(Records of labeled bounding boxes)
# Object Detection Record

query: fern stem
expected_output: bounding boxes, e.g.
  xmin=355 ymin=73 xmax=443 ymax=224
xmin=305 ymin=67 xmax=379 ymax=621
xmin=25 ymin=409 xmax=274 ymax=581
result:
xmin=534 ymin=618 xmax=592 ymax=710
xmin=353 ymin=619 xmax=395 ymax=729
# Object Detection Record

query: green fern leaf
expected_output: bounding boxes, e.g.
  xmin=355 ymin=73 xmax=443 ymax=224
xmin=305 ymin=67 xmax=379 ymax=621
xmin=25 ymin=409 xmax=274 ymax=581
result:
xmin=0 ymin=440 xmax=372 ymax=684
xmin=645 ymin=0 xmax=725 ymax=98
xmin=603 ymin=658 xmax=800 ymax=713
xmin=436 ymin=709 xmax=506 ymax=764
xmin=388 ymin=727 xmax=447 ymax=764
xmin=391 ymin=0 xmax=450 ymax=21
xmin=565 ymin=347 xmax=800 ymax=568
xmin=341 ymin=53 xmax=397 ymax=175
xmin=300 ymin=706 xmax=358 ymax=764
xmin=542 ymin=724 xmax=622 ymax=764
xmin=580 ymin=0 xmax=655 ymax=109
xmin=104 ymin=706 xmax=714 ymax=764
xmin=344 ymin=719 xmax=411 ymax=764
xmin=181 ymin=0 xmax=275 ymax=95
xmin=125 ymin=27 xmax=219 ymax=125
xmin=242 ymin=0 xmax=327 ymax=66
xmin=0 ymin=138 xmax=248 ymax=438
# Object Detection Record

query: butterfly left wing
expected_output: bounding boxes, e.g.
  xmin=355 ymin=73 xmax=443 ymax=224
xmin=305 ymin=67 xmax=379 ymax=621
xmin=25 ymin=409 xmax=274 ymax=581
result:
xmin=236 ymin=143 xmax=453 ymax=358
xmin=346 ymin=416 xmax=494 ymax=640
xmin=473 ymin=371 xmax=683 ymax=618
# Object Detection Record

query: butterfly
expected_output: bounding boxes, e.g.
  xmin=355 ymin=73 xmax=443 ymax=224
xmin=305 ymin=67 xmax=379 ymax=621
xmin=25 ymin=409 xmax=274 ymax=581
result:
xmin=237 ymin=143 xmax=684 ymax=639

• [Aim of the exercise] Extract every line of the listing above and reproduce each one verbatim, in its original order.

• [Reply]
# Object Detection Record

query: fern stem
expected_output: bounding boxes, e.g.
  xmin=355 ymin=73 xmax=443 ymax=224
xmin=305 ymin=67 xmax=379 ymax=621
xmin=25 ymin=409 xmax=274 ymax=581
result:
xmin=534 ymin=618 xmax=592 ymax=710
xmin=353 ymin=619 xmax=395 ymax=729
# Object Detection Record

query: green fern leaf
expected_output: bounding boxes, e.g.
  xmin=355 ymin=73 xmax=443 ymax=224
xmin=305 ymin=67 xmax=379 ymax=621
xmin=25 ymin=409 xmax=274 ymax=581
result:
xmin=0 ymin=440 xmax=372 ymax=684
xmin=645 ymin=0 xmax=725 ymax=98
xmin=603 ymin=658 xmax=800 ymax=713
xmin=436 ymin=709 xmax=506 ymax=764
xmin=388 ymin=727 xmax=447 ymax=764
xmin=391 ymin=0 xmax=450 ymax=21
xmin=565 ymin=347 xmax=800 ymax=568
xmin=341 ymin=53 xmax=397 ymax=175
xmin=300 ymin=706 xmax=358 ymax=764
xmin=542 ymin=724 xmax=622 ymax=764
xmin=580 ymin=0 xmax=655 ymax=109
xmin=104 ymin=706 xmax=714 ymax=764
xmin=344 ymin=719 xmax=411 ymax=764
xmin=181 ymin=0 xmax=275 ymax=95
xmin=125 ymin=27 xmax=219 ymax=125
xmin=242 ymin=0 xmax=327 ymax=66
xmin=0 ymin=138 xmax=248 ymax=438
# Object Detection Record

query: butterfly left wing
expected_output: bounding boxes, e.g.
  xmin=355 ymin=73 xmax=443 ymax=224
xmin=305 ymin=67 xmax=379 ymax=621
xmin=25 ymin=409 xmax=274 ymax=581
result:
xmin=236 ymin=143 xmax=453 ymax=358
xmin=346 ymin=416 xmax=494 ymax=640
xmin=473 ymin=371 xmax=683 ymax=618
# Object Detection Record

query: butterfly
expected_output: bounding boxes, e.g.
  xmin=355 ymin=73 xmax=443 ymax=224
xmin=305 ymin=67 xmax=379 ymax=621
xmin=25 ymin=409 xmax=274 ymax=581
result:
xmin=237 ymin=143 xmax=684 ymax=639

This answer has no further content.